## To do
Write out the records below again, changing each "set a point" to "place a mark" and keeping every other part the same.

## Records shown
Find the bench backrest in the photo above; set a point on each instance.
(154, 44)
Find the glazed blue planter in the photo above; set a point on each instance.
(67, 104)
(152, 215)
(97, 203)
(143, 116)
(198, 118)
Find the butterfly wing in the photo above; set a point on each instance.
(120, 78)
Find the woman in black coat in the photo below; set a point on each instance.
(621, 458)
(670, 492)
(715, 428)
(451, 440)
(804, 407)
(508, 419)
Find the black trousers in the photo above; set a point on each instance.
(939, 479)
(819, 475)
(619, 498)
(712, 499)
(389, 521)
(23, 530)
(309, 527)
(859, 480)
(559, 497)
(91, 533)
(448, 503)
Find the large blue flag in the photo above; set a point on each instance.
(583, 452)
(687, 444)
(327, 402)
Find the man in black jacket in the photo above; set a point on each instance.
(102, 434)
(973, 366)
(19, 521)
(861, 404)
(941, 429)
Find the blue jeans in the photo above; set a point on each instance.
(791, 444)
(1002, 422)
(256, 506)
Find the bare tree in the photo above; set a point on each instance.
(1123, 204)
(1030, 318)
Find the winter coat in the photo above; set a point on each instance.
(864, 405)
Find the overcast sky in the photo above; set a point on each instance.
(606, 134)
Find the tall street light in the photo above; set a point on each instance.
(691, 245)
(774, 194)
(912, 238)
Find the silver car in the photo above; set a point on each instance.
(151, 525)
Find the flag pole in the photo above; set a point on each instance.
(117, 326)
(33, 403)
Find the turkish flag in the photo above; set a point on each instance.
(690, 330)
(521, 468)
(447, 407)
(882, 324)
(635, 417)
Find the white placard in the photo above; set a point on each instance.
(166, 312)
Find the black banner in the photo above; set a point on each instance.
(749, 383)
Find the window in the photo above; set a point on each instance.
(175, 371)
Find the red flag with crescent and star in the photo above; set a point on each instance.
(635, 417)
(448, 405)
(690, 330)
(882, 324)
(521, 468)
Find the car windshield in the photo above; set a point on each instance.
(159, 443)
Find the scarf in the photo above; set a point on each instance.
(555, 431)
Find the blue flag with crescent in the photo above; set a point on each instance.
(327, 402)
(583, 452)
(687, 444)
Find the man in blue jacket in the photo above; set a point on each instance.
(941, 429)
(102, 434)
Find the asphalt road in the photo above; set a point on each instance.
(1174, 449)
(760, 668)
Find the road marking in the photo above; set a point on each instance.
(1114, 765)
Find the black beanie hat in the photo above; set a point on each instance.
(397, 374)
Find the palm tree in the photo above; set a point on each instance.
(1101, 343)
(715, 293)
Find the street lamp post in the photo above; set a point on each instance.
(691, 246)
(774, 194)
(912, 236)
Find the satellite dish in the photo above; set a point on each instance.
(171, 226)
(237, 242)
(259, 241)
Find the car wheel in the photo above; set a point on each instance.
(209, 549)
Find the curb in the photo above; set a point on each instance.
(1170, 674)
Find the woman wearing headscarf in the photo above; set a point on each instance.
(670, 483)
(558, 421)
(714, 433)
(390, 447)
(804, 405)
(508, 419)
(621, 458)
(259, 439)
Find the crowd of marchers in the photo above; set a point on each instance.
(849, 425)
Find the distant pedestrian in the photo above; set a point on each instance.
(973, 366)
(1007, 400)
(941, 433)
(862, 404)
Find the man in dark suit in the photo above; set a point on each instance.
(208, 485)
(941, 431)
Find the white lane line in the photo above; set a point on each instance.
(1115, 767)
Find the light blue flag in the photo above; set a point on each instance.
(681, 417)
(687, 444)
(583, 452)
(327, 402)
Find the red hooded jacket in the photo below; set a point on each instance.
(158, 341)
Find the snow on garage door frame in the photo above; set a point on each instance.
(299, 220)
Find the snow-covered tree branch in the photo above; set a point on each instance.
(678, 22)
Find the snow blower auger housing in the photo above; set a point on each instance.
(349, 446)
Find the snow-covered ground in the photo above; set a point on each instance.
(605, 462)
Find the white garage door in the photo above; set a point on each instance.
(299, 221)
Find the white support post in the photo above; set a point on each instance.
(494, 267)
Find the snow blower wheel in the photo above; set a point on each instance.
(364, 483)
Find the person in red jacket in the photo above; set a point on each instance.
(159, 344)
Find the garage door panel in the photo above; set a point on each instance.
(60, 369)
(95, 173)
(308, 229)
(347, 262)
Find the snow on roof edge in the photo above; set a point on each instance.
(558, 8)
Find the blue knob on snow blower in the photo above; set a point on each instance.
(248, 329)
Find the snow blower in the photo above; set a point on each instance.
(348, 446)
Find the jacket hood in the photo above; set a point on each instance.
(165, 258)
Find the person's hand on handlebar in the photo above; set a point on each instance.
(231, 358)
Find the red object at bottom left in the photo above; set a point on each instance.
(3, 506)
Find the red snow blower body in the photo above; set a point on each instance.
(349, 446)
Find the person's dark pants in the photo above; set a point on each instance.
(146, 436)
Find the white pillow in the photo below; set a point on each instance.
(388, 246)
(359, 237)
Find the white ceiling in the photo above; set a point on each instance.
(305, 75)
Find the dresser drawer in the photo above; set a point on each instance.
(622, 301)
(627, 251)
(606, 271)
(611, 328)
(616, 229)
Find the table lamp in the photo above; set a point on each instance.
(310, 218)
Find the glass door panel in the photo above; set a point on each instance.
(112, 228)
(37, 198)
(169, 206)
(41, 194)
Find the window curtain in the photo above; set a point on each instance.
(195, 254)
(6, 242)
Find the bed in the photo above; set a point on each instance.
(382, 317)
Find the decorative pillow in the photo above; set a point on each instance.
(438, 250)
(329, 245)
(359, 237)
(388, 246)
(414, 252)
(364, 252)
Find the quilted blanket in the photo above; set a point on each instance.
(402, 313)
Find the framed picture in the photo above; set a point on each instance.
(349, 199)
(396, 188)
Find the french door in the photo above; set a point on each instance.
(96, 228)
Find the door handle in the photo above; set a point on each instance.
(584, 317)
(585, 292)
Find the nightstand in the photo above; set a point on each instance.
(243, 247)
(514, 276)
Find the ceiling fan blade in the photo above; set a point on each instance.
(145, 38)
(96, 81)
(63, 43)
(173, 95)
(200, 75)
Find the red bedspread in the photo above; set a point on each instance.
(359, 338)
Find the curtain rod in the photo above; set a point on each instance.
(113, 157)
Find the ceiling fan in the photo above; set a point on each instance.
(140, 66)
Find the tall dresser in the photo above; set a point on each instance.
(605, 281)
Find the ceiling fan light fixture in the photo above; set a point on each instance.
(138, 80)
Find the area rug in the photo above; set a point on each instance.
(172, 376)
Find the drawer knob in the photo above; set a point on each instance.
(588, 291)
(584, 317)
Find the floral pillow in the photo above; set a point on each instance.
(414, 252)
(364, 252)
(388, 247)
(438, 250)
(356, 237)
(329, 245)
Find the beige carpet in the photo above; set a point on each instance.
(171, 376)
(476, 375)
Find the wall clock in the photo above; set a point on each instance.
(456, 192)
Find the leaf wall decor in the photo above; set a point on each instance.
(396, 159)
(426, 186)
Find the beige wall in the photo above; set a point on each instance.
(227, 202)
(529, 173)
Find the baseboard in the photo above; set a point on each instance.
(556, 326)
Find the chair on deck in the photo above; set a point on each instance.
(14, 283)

## Final result
Find the bench backrest in the photo above; place a mark on each instance.
(154, 44)
Find the glazed blue planter in the photo above; place a mark on each instance.
(67, 104)
(152, 215)
(97, 203)
(143, 116)
(198, 118)
Find the butterfly wing in the photo above; place a mark on each instance.
(120, 78)
Find the woman in black coat in the photo below; place a mark on each instance.
(621, 458)
(670, 492)
(715, 428)
(451, 440)
(804, 407)
(508, 419)
Find the black trousers in the photo above; place a mark on each instance.
(939, 479)
(819, 475)
(619, 498)
(712, 499)
(389, 521)
(23, 530)
(309, 527)
(859, 480)
(559, 497)
(91, 533)
(448, 503)
Find the large blue flag in the photo above; place a mark on each instance.
(583, 452)
(687, 444)
(327, 402)
Find the man in black jacket in the photo above; place a mark on each instance.
(102, 434)
(973, 366)
(19, 521)
(861, 404)
(941, 429)
Find the blue jeans in the photo above; place a mark on each instance.
(791, 444)
(1002, 422)
(256, 506)
Find the bare tree in the photo above; place a mark on each instance.
(1123, 204)
(1030, 318)
Find the winter coat in the photo above; place a mark on each instance.
(864, 405)
Find the overcast sky in the photo above; place a mark on each instance.
(606, 134)
Find the tall street light in the photo above; place a mark on each instance.
(691, 245)
(774, 194)
(912, 238)
Find the silver car in the photo above; place a mark on each instance.
(151, 525)
Find the flag pole in the photo above; place a mark on each instance.
(117, 326)
(33, 403)
Find the turkish flag in the photo above; place a mark on each instance.
(690, 330)
(521, 468)
(447, 407)
(882, 324)
(635, 417)
Find the white placard in the photo above; place a mark on each instance.
(166, 312)
Find the black banner in the photo above; place a mark on each instance.
(749, 383)
Find the window in the photo above; place a mark on each instance.
(175, 371)
Find the red flag with crescent and star in the photo above; place a mark on each instance.
(635, 417)
(448, 405)
(690, 330)
(882, 324)
(521, 468)
Find the car windshield in the photo above; place a mark on each instance.
(159, 443)
Find the scarf in the photo above; place a mark on each instance.
(555, 431)
Find the blue flag with crescent in the photo above; place a mark on each instance.
(327, 402)
(583, 452)
(687, 444)
Find the man in blue jacket in the photo above; place a mark on each instance.
(941, 429)
(102, 434)
Find the asphalt road in the photo above; place a mark on each instance.
(1174, 449)
(760, 668)
Find the road marking in the photo above; place a mark on each instance.
(1114, 765)
Find the black beanie hat in the photo above; place a mark on each instance.
(397, 374)
Find the palm tree in the photo above; place a mark on each instance.
(1101, 343)
(715, 293)
Find the street lamp post in the photo above; place a mark on each instance.
(691, 246)
(774, 194)
(912, 236)
Find the satellite dish in the photo above; place a mark on each instance.
(171, 226)
(237, 242)
(259, 241)
Find the car wheel in the photo above; place a mark on each instance.
(209, 549)
Find the curb in the photo above; place a mark on each instance.
(1170, 674)
Find the woman wearing headscarf in the photo above; place a mark on each instance.
(670, 483)
(558, 421)
(714, 433)
(390, 447)
(804, 405)
(508, 419)
(621, 458)
(259, 439)
Find the crowd of marchers in the photo above; place a mark on each instance.
(849, 425)
Find the distant pedestrian in the photo above; place a mark on each instance.
(973, 366)
(1007, 400)
(941, 433)
(862, 404)
Find the man in dark suit in the photo above; place a mark on each instance.
(208, 485)
(941, 431)
Find the white lane line in the photo above; place a mark on each instance.
(1115, 767)
Find the light blue flag in the photo above; place a mark on each instance.
(681, 417)
(687, 444)
(583, 452)
(327, 402)
Find the red hooded jacket in the photo below; place a mark on each instance.
(158, 341)
Find the snow on garage door frame in the photo above; place a mark on each instance.
(299, 220)
Find the snow-covered tree branch in the photo above; place a mark on each instance.
(678, 22)
Find the snow blower auger housing in the photo above; place a mark on each instance.
(349, 446)
Find the snow-covered ground in the photo above; place a mark on each instance.
(605, 462)
Find the white garage door in the photo above; place a mark on each instance.
(299, 221)
Find the white support post in the photo above; place a mark on each instance.
(494, 267)
Find the snow blower wheel in the photo above; place a mark on each instance.
(364, 483)
Find the person in red jacket in the photo above; place a mark on each instance.
(159, 344)
Find the garage door panel in the photo above; place a mark on each instance.
(60, 369)
(95, 173)
(308, 229)
(347, 262)
Find the snow on roof edge in the photo above; place a mark on each instance.
(558, 8)
Find the blue knob on snow blower in the photo above; place a mark on each instance.
(248, 329)
Find the snow blower in the photo above; place a mark on each instance.
(348, 446)
Find the jacket hood in the photo above; place a mark on each instance.
(165, 258)
Find the person's hand on handlebar in the photo above; place a mark on each instance.
(231, 358)
Find the red object at bottom left in the photo above; place a mark on each instance.
(3, 506)
Find the red snow blower body in the photo above; place a mark on each instance.
(349, 446)
Find the person's dark pants in the photo above; place a mark on each instance.
(146, 436)
Find the white pillow in the photo below; place a mark on each instance.
(388, 246)
(359, 237)
Find the white ceiling in the photo above; place a mark on each instance.
(305, 75)
Find the dresser drawer in the photo above; place a mark on each instance.
(622, 301)
(627, 251)
(606, 271)
(611, 328)
(616, 229)
Find the table lamp in the photo above; place a mark on each instance.
(310, 218)
Find the glass door panel in the photo above; place a mark on each instance.
(112, 228)
(37, 198)
(169, 206)
(41, 194)
Find the window curtain in the photo above; place a mark on each instance.
(195, 254)
(6, 242)
Find the bed in the photo above; place a mark on each instance.
(382, 317)
Find the decorative pillow in the photo above; place a mark on each instance.
(438, 250)
(329, 245)
(359, 237)
(388, 246)
(414, 252)
(364, 252)
Find the quilted blanket in the photo above; place a mark on each instance.
(402, 313)
Find the framed picture in the photo above; place a mark on each instance.
(349, 199)
(396, 188)
Find the french door in the photo above; place a mark on each instance.
(96, 228)
Find the door handle in the photo above; place a mark on each instance.
(584, 317)
(585, 292)
Find the nightstand in the photo above; place a mark on each instance.
(243, 247)
(514, 276)
Find the ceiling fan blade in the photo above; place a mark on each instance.
(145, 38)
(96, 81)
(63, 43)
(173, 95)
(200, 75)
Find the red bedspread in the photo above; place a mark on each instance.
(359, 338)
Find the curtain rod in the photo above; place a mark on each instance.
(113, 157)
Find the ceiling fan in the photo above; place a mark on each instance.
(140, 66)
Find the tall dresser in the photo above; place a mark on each instance.
(605, 281)
Find the ceiling fan light fixture in the photo above; place a mark on each instance.
(138, 80)
Find the area rug in the photo above; place a mark on each instance.
(172, 376)
Find the drawer knob in the photo above; place a mark on each instance.
(588, 291)
(584, 317)
Find the floral pillow in the photo above; place a mark on each instance.
(414, 252)
(364, 252)
(388, 247)
(438, 250)
(356, 237)
(329, 245)
Find the beige carpet in the photo above; place a mark on each instance.
(171, 376)
(476, 375)
Find the wall clock in the photo above; place a mark on each instance.
(456, 192)
Find the leaf wall decor in the photo above; place a mark on each instance.
(396, 159)
(426, 186)
Find the beige wall in the photo above; place a mark on each instance.
(227, 202)
(529, 173)
Find the baseboard in the photo above; place a mark on each instance.
(556, 326)
Find the chair on deck in the photo above; place a mark on each instance.
(14, 283)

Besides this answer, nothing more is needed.